*** Opening of SELECTED EXCERPT ***
Gender and equity
Writing, lifelong learning and gender equity
Tony Dickenson teacher, lifelong learner and writer reflects on gender and equity. How should we be encouraging boys to understand the obstacles that girls face every day?
Writing and teaching
A central aspect of the IB programme, aimed at both students and teachers, is the promotion of lifelong learning. As far as I am concerned, my version of lifelong learning is all about writing fiction and in early 2023 my third novel, HOYDEN (a boisterous girl) will be published.
My ideas for this and my two previous novels, Tumbling in Bethnal Green (2015) and Puffin Boy (2019) are rooted in what I do in the classroom as an English teacher. Indeed, the origins of much of my writing have emerged from classroom discussion over the years. This latest novel focuses on how from early in their lives, girls instinctively recognise obstacles they must clear – obstacles that boys don’t even know exist.
Boys, girls and the obstacles they face
These observations prompted me to investigate that part of the human experience that neither I nor any other man will ever know or feel: how women and girls manage to navigate their lives. In doing so, I came to realise how many systems, including education, contribute to the imbalance in what girls have to deal with compared to boys. My main area of focus, however, is the law, and how it’s inextricably linked to the life chances of us all.
*** Close of SELECTED EXCERPT ***
_REQUIRED ACTIONS_
[1] In the essay on gender and equity, what does the author name as their main area of focus?
[2] Continue the essay on gender and equity, beginning after its final sentence.
*** Opening of DATASET CONTENT ***
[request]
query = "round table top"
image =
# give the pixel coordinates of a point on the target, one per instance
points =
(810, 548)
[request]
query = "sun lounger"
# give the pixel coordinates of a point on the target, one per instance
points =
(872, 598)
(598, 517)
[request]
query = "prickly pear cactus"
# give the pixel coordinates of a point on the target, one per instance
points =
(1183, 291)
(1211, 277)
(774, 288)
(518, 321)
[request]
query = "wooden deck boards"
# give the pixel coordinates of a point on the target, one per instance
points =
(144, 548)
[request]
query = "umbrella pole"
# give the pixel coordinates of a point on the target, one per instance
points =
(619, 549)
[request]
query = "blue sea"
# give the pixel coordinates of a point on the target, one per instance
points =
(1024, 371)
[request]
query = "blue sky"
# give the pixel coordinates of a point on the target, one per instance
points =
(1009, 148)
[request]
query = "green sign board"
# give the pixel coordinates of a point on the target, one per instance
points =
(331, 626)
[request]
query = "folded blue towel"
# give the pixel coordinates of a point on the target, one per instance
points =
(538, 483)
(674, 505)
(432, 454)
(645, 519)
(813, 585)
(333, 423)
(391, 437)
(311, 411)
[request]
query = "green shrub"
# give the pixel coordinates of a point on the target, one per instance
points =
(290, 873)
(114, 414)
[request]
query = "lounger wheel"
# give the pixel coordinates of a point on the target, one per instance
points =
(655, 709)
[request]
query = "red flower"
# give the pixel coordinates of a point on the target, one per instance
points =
*** Close of DATASET CONTENT ***
_NUMBERED RESPONSES_
[1] The law, and how it is inextricably linked to everyone's life chances.

[2]
Gender and the perception of obstacles
For me, it’s important that boys learn early in their lives about these obstacles their female classmates face daily and understand that they, too, along with the girls, have a responsibility to address matters of levelling up systems and institutions that hinder equality. Arguably, the English classroom is the perfect place for preparation for such a formidable task. By reading and discussing fine literature, students explore praiseworthy human qualities such as being kind, caring, and tolerant and through robust discussion and debate, they learn about the damaging consequences of exclusion. In the process they equip themselves with the knowledge and confidence to challenge it.
I believe my novel can offer a starting point for such an undertaking and while its subject matter will appeal easily to women and girls, my hope is that boys will read it, not only to learn about (gender) equality, but to understand that issues affecting women and girls, ultimately, affect them too.
When these boys assume positions of influence as adults, if they are in tune with issues important to women, they won’t think twice about seeking and seeing value in their advice and expertise which will surely benefit us all.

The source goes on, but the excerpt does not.